Andere wiederum sind voller Wut und Hass auf den »Kreml-Tyrannen« und bezichtigen ihn der Zerstörung der jungen russischen Demokratie, auf deren Geschmack mein Land erstmalig Ende der 1980er-Jahre kam, als das scheinbar unerschütterliche Imperium von Lenin und Stalin buchstäblich im Handumdrehen zusammenbrach.

Sowohl die einen als auch die anderen sind im Unrecht – ob sie ihn nun vergöttern oder den Kreml-Herrscher hasserfüllt kritisieren. Keiner hat seinen Helden beziehungsweise Antihelden in erforderlicher Weise durchschaut. Ich werde es versuchen.

___

AUFGABENSTELLUNG: Geben Sie aus dem Textauszug über den Kreml-Herrscher den Abschnitt wortgetreu wieder, beginnend mit „Andere wiederum sind“ und fortlaufend bis einschließlich „im Handumdrehen zusammenbrach.“.

___

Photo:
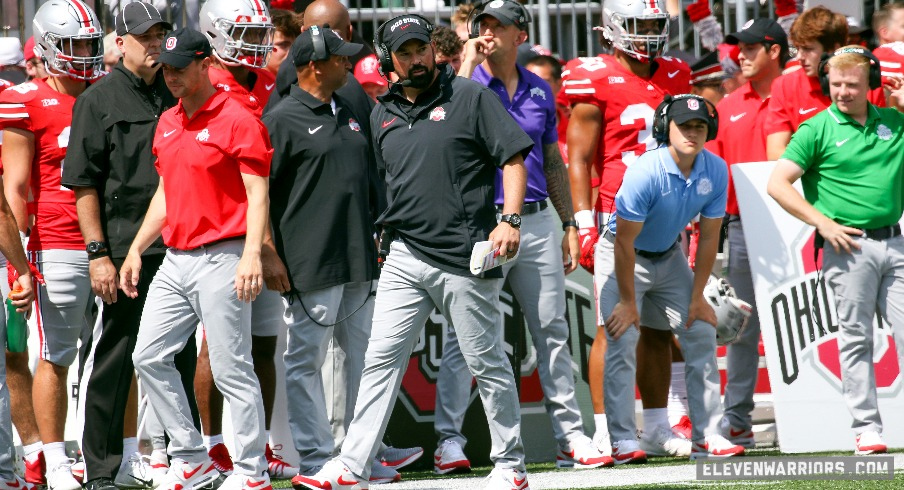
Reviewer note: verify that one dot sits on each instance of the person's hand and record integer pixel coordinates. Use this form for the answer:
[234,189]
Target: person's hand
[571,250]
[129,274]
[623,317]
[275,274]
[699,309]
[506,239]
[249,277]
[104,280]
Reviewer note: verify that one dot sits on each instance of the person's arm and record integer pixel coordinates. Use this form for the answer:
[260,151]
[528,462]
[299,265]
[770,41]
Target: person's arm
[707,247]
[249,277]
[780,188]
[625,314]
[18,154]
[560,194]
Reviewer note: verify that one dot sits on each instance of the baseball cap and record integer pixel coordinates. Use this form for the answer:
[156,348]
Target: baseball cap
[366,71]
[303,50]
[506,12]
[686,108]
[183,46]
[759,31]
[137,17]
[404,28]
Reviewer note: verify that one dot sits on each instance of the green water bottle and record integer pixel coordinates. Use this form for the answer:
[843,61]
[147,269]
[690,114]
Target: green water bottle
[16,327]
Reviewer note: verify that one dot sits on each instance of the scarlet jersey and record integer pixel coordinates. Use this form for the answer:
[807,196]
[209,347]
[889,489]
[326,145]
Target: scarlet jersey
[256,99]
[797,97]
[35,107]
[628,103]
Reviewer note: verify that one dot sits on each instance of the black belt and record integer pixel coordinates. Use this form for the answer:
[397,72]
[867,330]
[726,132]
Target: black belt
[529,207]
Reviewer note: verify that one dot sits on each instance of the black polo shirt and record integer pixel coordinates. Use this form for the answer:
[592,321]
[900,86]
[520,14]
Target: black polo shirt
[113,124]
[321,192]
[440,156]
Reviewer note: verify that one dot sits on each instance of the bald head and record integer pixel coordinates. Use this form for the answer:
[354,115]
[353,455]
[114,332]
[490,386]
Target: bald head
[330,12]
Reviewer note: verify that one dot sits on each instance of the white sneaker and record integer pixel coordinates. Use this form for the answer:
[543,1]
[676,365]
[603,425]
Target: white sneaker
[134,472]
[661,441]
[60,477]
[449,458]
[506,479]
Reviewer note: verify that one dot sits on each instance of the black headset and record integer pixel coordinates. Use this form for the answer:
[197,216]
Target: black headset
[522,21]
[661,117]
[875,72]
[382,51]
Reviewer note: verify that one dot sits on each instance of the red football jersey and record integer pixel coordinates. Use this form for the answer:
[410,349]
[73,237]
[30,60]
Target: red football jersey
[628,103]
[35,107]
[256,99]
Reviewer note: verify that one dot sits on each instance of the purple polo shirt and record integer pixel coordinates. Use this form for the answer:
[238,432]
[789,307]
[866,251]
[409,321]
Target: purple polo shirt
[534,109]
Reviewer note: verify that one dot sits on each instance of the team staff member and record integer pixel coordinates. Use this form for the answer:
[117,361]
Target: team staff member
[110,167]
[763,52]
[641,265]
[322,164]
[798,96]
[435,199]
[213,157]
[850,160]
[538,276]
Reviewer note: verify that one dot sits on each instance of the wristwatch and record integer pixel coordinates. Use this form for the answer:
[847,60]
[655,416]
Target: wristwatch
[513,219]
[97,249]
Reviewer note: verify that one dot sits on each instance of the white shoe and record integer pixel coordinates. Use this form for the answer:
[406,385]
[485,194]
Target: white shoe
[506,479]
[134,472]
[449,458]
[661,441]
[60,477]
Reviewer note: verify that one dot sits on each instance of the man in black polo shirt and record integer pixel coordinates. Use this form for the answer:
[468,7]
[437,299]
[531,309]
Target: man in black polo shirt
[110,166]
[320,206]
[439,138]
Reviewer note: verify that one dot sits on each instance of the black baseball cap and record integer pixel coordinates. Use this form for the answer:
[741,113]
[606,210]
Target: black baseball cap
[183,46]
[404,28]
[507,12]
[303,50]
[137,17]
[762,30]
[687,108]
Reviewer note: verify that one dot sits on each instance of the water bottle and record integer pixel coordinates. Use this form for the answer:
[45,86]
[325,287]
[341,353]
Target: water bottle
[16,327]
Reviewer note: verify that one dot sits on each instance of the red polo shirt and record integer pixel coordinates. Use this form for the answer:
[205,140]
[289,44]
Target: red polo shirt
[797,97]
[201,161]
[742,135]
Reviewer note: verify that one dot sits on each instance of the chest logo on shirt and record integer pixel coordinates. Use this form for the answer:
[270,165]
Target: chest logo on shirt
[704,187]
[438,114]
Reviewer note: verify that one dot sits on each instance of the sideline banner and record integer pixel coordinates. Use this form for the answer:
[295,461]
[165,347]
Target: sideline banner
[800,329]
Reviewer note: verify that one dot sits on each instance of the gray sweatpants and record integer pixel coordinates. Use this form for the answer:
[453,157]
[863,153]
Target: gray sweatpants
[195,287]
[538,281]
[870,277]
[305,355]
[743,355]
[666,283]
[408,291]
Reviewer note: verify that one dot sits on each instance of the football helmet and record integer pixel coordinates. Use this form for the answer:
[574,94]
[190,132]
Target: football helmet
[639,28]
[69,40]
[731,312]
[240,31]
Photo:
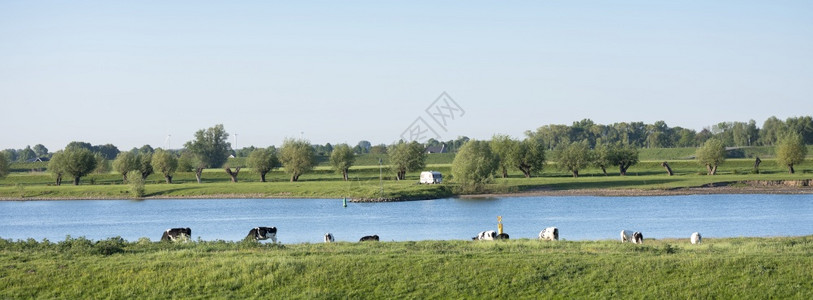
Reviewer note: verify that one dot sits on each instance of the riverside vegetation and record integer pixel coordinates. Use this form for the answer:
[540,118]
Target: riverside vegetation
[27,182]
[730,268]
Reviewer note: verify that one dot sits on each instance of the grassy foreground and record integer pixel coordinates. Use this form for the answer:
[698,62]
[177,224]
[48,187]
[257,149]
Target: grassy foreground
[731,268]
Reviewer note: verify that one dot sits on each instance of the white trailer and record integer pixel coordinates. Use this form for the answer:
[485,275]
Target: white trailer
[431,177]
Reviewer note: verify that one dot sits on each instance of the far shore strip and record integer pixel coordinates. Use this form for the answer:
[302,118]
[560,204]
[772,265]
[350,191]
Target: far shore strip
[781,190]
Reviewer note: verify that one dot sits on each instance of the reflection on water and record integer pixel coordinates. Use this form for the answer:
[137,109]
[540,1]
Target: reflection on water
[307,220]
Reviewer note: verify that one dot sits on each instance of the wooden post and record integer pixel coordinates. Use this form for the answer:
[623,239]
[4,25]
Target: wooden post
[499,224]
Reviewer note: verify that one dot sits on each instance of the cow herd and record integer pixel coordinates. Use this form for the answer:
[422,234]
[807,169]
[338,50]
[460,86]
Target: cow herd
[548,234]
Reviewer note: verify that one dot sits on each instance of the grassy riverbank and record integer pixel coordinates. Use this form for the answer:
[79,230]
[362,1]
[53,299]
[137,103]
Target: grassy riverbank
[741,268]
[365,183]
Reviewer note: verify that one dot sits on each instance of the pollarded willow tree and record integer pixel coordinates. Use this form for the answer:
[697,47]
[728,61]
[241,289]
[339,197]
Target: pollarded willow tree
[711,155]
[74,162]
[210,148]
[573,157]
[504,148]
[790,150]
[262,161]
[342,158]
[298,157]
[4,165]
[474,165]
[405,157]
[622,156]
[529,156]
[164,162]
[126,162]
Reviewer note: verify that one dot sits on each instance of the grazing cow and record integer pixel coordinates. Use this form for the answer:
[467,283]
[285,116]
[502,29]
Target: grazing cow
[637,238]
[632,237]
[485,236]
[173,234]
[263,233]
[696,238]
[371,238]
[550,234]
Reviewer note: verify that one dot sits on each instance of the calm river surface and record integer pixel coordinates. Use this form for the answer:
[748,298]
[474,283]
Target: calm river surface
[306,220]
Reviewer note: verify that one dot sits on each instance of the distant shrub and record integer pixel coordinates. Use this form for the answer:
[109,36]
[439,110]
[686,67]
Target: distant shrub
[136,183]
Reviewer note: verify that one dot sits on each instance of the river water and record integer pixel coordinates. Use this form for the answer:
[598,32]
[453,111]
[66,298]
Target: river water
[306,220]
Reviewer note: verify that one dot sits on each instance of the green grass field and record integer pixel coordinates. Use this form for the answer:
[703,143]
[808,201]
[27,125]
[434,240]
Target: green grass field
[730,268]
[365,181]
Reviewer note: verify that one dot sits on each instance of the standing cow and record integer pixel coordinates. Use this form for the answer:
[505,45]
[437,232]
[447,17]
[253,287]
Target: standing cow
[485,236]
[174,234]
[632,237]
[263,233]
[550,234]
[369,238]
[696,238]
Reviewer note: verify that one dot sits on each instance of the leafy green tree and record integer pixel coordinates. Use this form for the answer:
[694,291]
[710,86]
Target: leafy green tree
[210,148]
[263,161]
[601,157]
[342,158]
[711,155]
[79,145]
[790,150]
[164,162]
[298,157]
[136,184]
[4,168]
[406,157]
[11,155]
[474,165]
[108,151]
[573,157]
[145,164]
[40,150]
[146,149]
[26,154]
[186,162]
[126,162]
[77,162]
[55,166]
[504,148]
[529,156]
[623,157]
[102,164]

___

ANTWORT:
Andere wiederum sind voller Wut und Hass auf den »Kreml-Tyrannen« und bezichtigen ihn der Zerstörung der jungen russischen Demokratie, auf deren Geschmack mein Land erstmalig Ende der 1980er-Jahre kam, als das scheinbar unerschütterliche Imperium von Lenin und Stalin buchstäblich im Handumdrehen zusammenbrach.